Dataset records about object locations
------------------------------------------------------------------------

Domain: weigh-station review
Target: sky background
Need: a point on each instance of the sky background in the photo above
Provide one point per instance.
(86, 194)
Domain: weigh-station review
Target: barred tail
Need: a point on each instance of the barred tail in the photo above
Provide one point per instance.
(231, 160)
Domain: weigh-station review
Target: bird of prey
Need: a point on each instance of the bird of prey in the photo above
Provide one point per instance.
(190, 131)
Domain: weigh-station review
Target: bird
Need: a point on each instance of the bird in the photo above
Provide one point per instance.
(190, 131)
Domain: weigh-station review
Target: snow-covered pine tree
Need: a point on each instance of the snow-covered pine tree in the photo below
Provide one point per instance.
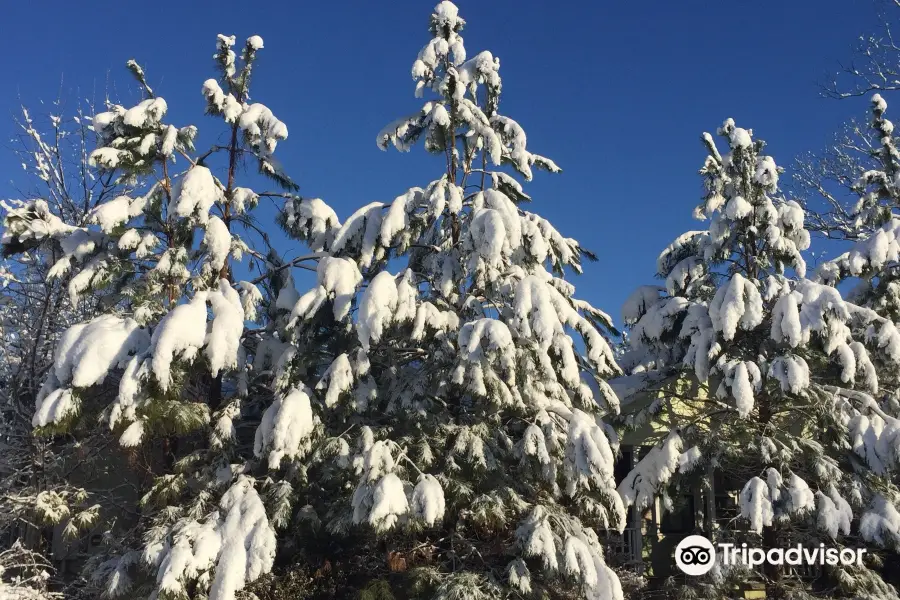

------------------------------------------------------------------------

• Problem description:
Copy out all the entries above, swapping "weigh-station review" for "roadside inspection" everywhere and changing nothing else. Leave the pictures out.

• Correct output:
Domain: roadside inspection
Target: sky background
Need: a point on each instance of the sky background in the photo above
Provide one point per instance.
(86, 194)
Domain: roadside inspection
Target: barred tail
Need: a point on each instance of the barred tail in the photo above
Provide one point per instance.
(231, 160)
Domain: roadside inspection
Target: bird of prey
Need: a point on each instance of the bird of prey in the photo above
Provide one point per instance.
(190, 131)
Domain: roadside inspection
Target: bird
Need: a point on each instance of the bird in the photo above
Provide one point per instance.
(190, 131)
Domain: roadside inspection
Target: snow-covered pine tree
Need: a point on each instance of the snow-covered pine tree in the photo below
Provide one point per instance.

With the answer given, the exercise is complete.